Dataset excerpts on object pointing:
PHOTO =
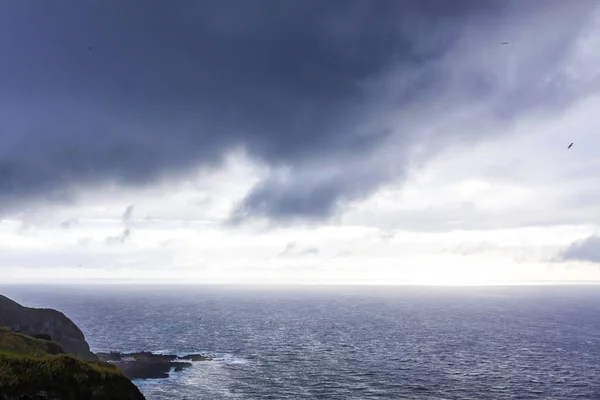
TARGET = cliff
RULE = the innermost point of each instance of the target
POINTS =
(42, 321)
(38, 369)
(44, 356)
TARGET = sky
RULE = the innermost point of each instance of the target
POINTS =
(279, 141)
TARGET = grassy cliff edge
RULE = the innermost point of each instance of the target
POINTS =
(33, 368)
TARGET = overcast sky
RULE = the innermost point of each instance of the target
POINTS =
(280, 141)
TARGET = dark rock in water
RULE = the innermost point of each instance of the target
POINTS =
(42, 336)
(43, 321)
(179, 366)
(147, 365)
(196, 357)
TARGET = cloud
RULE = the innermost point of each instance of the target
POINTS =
(119, 238)
(587, 250)
(335, 98)
(127, 213)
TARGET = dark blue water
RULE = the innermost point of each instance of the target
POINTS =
(349, 343)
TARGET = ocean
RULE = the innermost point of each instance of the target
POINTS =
(519, 342)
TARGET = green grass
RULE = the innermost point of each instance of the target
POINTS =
(17, 343)
(29, 365)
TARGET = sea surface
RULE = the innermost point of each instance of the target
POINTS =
(539, 342)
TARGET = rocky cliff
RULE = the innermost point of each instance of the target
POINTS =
(46, 323)
(38, 369)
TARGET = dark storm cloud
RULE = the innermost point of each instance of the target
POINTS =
(583, 250)
(171, 85)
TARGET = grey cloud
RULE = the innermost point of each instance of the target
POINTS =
(127, 213)
(583, 250)
(311, 251)
(69, 223)
(292, 250)
(167, 87)
(119, 238)
(288, 248)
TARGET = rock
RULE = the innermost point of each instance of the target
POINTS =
(147, 365)
(47, 322)
(196, 357)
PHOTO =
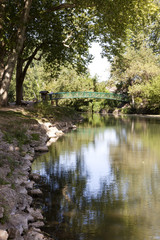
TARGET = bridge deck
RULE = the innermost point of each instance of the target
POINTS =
(100, 95)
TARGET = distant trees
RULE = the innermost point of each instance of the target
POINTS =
(58, 29)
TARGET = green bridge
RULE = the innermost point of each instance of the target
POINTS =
(100, 95)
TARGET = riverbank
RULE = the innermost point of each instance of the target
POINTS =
(23, 134)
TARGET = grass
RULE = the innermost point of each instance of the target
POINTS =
(16, 133)
(5, 215)
(35, 136)
(3, 182)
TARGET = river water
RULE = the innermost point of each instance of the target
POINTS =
(102, 181)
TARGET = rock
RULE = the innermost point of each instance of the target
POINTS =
(28, 158)
(1, 212)
(29, 184)
(34, 235)
(52, 140)
(36, 192)
(35, 176)
(9, 198)
(3, 235)
(24, 201)
(41, 149)
(51, 133)
(19, 222)
(14, 234)
(37, 224)
(4, 171)
(36, 214)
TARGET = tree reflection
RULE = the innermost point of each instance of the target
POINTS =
(126, 205)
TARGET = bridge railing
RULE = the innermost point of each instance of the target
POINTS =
(100, 95)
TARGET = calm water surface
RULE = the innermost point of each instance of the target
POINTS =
(102, 181)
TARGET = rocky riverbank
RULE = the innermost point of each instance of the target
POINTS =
(21, 137)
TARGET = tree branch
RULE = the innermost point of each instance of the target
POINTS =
(29, 59)
(62, 6)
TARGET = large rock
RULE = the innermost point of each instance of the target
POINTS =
(36, 192)
(3, 235)
(41, 149)
(36, 214)
(34, 234)
(1, 212)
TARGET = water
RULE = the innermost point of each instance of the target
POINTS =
(102, 181)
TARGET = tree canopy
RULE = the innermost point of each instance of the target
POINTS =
(63, 29)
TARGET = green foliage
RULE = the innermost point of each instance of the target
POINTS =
(35, 136)
(16, 133)
(147, 95)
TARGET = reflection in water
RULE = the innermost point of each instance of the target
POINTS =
(101, 182)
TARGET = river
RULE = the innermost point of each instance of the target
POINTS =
(102, 181)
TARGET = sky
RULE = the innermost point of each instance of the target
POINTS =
(99, 66)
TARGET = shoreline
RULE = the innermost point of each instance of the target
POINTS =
(18, 219)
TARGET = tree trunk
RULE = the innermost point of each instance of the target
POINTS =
(21, 73)
(7, 70)
(6, 75)
(19, 81)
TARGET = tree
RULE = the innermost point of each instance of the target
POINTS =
(12, 40)
(111, 21)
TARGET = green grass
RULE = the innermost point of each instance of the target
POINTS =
(35, 136)
(3, 182)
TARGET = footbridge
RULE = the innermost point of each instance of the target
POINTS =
(98, 95)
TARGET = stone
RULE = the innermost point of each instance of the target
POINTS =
(35, 176)
(41, 149)
(29, 184)
(52, 140)
(23, 201)
(37, 224)
(28, 158)
(34, 235)
(6, 193)
(36, 192)
(1, 212)
(3, 235)
(36, 214)
(19, 222)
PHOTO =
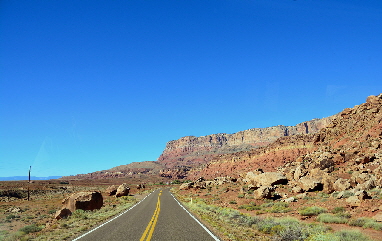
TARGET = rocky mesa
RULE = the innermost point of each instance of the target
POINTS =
(191, 151)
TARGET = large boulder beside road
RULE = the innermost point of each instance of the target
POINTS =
(82, 200)
(122, 190)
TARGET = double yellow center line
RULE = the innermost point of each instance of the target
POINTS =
(151, 226)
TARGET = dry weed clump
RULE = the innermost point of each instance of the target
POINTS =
(234, 225)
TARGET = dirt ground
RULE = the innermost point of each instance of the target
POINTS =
(230, 195)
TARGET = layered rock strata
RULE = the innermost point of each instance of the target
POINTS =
(193, 151)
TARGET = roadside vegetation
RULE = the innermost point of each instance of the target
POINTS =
(273, 220)
(235, 225)
(34, 220)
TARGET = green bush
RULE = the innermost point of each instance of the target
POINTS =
(249, 207)
(359, 222)
(338, 210)
(330, 218)
(12, 216)
(30, 229)
(312, 211)
(350, 235)
(279, 207)
(80, 214)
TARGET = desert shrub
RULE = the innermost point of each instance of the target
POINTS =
(347, 194)
(30, 229)
(176, 182)
(289, 229)
(350, 235)
(241, 195)
(249, 207)
(279, 207)
(338, 210)
(312, 211)
(359, 222)
(80, 214)
(372, 224)
(52, 211)
(330, 218)
(12, 216)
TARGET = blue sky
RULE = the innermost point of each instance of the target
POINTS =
(89, 85)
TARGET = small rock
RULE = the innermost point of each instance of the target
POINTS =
(289, 200)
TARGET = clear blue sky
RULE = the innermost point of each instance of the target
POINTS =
(89, 85)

Exercise directions: Can you rewrite the records, requests included, starting with the line with "TARGET = small rock" and going on through the end of the records, with every point coordinate scaled by 1.9 and rounded to a whole number, halves rounding up?

Exercise solution:
TARGET = small rock
RULE = the innermost point of each instance of the target
POINTS =
(549, 380)
TARGET = clear blue sky
RULE = the innermost point of each instance of the target
POINTS =
(169, 162)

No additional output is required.